## Selected extract
__________________________________________________

= Lisa Larsen =

German-American photojournalist (1922–1959)

Lisa Larsen (1922–1959) was a pioneering American woman photojournalist.

==Biography==
Born in Pforzheim in Germany, Lisa Rothschild sailed on 28th October 1939 on board the S.S. Veendam from Antwerp to the United States as a teenager where she graduated early from college at just 17.

==Early career==
Employed at the photography agency Black Star, as an office worker, she was apprenticed by Vogue, then freelanced for several years through Graphics House agency. Her assignments came from the New York Times Magazine, Parade, Glamour, Vogue, Charm and Holiday.

==Life magazine==
After 1948, the bulk of Larsen’s photojournalism was contract work for LIFE on which she served on staff from 1949 to 1959. Initially she was assigned mainly entertainment, celebrity and fashion stories, including the Vanderbilts, Kennedys, Bing Crosby, and the Duke of Windsor. However she picked up political stories; a Brooklyn police inquiry, the official post-election portrait of First Lady Bess Truman and her daughter Margaret; the Dwight D. Eisenhower presidential campaign in 1950; the John F. Kennedy-Jacqueline Bouvier wedding in 1953; campaigning by Vice President Alben Barkley (who referred to Larsen as “Mona Lisa,”); and the McCarthy rally of November 29, 1954, in Madison Square Garden, at which the crowd booed at the mention of The New York Times, and when Larsen entered, who was by then well-known, a near-riot erupted and while police escorted her from the hall, a voice shouted 'Hang the Communist bitch!'

==International correspondent==
Fluent in French, English, German and speaking some Danish and Russian, Larsen was assigned international stories from the early 1950s; Iran’s Premier Mohammed Mossadegh from his New York hospital bed, where she photographed him during the 1951 Iranian oil dispute with Great Britain, invited her to visit Iran for a two weeks in 1952 to photograph in Isfahan, Qom, Persepolis, and Shiraz; photographing Vijaya Lakshmi Pandit, the first female president of the United Nations General Assembly (1953); Queen Elizabeth II’s first royal tour; and the Institute of Nutrition of Central America and Panama in 1954, where she talked to doctors, inspected labs, and went into the field to cover the assignment. A photograph from the latter assignment was selected by Edward Steichen for the 1955 world-touring Museum of Modern Art exhibition The Family of Man that was seen by 9 million visitors. It shows a broadly smiling young Guatemalan mother with a baby on her back in a sling, into which two little girls peer with evident delight. The tropical setting is apparent from the palm fronds in the background and the image is full of human warmth.

At the 1955 Bandung Conference promoting ties between Africa and Asia in Indonesia which Larson covered with Howard Sochurek, she used a small portable tape recorder and two Leica cameras, and was often mentioned in the local press as an object of popular admiration. She then traveled through Hong Kong, Japan, Vietnam, Cambodia, Laos, and China, spending four months in Moscow in 1956, where she attracted the admiration of Nikita Khrushchev.

__________________________________________________

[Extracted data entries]
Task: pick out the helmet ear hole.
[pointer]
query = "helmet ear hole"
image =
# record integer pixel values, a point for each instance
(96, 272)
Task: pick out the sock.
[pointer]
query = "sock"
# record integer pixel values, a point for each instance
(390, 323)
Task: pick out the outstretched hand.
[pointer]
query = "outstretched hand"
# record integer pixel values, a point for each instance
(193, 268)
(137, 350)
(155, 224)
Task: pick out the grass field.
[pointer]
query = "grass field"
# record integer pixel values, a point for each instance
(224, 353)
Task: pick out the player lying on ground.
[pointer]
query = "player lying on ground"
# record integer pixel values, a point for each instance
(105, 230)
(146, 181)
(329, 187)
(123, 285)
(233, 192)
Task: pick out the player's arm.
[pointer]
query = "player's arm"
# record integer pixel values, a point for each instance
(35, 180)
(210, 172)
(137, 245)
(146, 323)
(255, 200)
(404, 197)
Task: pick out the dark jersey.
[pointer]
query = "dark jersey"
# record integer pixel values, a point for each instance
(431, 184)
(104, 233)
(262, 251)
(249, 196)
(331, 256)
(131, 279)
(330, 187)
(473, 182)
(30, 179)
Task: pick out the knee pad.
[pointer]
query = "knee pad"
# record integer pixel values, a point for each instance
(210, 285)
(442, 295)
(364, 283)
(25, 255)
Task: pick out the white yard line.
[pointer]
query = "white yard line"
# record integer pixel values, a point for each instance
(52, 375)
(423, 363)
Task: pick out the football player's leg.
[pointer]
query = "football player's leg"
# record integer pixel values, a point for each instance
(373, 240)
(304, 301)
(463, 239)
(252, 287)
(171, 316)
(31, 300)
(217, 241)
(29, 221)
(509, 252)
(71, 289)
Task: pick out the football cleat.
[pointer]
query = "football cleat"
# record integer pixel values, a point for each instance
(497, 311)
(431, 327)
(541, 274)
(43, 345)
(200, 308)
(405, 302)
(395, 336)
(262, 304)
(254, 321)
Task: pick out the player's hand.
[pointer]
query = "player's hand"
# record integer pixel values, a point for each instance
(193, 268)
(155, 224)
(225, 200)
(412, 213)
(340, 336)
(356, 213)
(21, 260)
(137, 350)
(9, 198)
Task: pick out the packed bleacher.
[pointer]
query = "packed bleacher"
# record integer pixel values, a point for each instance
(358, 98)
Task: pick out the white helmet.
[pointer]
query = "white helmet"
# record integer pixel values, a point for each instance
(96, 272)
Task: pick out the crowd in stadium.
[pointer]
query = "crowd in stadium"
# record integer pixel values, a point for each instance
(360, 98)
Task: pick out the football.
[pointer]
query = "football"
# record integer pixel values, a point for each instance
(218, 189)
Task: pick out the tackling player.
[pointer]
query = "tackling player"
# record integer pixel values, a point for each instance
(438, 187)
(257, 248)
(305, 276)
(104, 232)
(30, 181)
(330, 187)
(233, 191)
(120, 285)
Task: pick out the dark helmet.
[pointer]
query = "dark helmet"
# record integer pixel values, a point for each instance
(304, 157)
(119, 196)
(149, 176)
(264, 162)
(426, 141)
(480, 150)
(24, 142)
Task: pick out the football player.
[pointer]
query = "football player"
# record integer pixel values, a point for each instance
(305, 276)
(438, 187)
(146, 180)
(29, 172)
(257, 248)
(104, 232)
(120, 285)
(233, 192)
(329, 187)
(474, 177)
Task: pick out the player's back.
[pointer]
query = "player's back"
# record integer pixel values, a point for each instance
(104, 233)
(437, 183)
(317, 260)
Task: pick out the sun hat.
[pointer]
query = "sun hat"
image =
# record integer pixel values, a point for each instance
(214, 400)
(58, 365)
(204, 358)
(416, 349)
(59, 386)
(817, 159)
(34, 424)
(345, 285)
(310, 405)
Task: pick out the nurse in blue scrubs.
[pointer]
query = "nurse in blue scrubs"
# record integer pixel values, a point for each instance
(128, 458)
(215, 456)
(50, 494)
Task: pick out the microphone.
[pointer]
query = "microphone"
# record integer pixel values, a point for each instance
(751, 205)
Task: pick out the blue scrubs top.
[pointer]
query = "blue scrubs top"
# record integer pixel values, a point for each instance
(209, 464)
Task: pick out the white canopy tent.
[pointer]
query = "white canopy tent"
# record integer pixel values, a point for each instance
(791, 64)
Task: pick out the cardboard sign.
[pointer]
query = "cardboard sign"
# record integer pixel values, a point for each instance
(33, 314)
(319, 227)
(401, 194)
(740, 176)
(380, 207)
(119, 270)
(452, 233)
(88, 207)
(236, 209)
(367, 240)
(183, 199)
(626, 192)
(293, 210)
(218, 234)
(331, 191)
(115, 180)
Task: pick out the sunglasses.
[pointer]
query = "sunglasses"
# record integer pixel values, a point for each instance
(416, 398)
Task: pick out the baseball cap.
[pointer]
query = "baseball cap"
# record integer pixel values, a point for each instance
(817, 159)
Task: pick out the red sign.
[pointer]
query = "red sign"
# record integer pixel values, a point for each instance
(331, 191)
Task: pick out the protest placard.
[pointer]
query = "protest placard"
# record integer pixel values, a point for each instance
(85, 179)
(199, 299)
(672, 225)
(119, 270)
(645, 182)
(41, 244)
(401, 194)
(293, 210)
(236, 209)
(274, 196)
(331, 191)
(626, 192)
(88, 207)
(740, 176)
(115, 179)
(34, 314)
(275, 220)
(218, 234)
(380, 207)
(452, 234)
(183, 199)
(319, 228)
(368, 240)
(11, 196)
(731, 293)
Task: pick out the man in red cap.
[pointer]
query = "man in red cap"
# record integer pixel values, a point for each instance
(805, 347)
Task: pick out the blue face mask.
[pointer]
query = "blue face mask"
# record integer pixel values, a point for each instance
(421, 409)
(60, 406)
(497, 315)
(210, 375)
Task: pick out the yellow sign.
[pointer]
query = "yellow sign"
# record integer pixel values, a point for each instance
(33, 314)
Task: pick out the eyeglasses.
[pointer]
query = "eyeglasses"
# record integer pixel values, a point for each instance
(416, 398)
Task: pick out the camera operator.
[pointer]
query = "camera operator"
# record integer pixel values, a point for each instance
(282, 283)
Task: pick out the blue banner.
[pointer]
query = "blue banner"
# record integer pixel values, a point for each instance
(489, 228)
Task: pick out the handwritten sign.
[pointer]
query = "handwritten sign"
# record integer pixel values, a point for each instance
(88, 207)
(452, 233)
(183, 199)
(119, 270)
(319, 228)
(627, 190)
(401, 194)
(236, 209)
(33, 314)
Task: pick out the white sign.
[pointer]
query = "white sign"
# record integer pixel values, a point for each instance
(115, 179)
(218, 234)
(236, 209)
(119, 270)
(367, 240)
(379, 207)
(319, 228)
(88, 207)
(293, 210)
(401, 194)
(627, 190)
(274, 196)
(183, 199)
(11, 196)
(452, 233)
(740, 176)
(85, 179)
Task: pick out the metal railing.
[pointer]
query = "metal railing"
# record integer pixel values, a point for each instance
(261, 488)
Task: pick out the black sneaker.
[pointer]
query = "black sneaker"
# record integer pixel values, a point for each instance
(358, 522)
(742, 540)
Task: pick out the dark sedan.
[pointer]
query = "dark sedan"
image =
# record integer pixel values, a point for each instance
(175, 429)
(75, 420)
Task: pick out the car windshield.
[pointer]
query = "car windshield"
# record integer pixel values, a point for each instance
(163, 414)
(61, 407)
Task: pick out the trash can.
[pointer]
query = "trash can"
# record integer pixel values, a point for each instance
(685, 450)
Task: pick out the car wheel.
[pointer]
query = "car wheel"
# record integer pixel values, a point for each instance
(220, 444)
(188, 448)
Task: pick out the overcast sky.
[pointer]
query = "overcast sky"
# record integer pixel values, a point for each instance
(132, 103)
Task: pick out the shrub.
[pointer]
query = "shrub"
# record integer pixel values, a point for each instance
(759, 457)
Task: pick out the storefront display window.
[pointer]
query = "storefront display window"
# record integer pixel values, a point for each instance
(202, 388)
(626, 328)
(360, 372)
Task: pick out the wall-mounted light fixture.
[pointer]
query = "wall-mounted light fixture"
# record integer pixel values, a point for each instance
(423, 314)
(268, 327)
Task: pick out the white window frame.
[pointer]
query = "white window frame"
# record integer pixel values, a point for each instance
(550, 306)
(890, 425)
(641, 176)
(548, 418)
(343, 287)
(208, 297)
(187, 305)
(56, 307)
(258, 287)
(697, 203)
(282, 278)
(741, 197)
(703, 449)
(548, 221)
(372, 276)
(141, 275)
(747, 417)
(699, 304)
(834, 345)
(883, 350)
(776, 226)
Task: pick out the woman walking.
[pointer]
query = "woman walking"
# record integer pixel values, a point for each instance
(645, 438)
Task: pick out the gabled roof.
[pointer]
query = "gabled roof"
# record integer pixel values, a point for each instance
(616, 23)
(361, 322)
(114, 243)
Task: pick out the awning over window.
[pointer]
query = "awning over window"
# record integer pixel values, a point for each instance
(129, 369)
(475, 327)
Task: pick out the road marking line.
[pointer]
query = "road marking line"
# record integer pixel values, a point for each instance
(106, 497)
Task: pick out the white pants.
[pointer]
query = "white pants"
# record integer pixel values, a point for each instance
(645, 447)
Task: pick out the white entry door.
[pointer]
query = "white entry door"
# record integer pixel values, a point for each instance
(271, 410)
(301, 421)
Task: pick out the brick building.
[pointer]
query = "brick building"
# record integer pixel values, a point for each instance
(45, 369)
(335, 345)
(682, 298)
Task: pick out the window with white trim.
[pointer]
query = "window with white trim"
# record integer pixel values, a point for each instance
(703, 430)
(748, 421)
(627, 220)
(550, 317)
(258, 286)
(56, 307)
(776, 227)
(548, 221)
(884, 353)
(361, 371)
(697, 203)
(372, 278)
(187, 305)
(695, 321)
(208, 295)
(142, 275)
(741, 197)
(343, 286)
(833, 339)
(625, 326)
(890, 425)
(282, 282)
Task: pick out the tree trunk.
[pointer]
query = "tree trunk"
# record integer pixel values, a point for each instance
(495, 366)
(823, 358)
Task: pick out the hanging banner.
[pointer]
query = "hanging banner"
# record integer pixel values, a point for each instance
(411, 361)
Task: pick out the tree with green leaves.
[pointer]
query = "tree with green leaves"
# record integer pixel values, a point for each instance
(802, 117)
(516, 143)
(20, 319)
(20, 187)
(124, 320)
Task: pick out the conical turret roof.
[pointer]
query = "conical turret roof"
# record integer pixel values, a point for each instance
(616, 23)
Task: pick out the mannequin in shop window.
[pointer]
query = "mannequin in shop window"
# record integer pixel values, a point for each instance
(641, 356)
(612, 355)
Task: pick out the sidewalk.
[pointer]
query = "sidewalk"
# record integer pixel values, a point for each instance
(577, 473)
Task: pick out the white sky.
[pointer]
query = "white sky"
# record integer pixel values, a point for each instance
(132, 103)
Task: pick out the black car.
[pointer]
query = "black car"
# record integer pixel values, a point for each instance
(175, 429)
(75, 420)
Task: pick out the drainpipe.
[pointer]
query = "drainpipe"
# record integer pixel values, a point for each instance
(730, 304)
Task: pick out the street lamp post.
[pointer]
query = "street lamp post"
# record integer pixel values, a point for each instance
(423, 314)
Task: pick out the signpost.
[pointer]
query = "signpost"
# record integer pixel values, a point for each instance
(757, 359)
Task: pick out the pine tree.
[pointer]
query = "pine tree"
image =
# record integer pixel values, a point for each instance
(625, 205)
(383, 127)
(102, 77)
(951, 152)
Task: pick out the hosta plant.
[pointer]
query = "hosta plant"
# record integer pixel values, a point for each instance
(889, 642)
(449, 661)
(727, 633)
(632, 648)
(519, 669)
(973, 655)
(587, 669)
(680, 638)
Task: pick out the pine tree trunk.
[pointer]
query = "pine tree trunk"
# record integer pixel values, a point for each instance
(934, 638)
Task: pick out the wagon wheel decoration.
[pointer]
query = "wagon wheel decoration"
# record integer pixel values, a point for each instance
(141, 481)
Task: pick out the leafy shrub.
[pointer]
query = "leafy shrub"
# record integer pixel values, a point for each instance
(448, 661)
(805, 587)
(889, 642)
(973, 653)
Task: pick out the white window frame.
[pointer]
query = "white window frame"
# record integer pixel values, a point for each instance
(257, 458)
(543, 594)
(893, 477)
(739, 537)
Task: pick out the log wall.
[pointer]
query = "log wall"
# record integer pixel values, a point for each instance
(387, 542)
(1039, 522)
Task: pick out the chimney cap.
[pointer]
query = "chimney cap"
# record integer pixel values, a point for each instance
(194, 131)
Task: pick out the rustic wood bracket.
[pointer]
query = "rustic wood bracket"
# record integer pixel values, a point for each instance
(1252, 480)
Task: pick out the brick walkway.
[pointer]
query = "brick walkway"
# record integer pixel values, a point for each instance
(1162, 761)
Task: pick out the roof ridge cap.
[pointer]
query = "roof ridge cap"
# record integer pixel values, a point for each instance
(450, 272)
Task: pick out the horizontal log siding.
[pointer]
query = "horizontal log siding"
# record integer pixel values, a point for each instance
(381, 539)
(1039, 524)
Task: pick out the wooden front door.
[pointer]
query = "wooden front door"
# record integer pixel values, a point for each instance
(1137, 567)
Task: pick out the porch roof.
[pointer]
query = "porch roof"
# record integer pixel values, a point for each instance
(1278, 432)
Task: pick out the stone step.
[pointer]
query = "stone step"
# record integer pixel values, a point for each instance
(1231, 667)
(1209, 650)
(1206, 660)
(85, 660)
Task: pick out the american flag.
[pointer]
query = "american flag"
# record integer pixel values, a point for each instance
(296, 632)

__________________________________________________

## Assignment
Duplicate, word for word, the stretch of the article on Lisa Larsen from "German-American photojournalist (1922–1959)" through "at just 17.". The lines above are not required for any of this work.

## Output of the task
German-American photojournalist (1922–1959)

Lisa Larsen (1922–1959) was a pioneering American woman photojournalist.

==Biography==
Born in Pforzheim in Germany, Lisa Rothschild sailed on 28th October 1939 on board the S.S. Veendam from Antwerp to the United States as a teenager where she graduated early from college at just 17.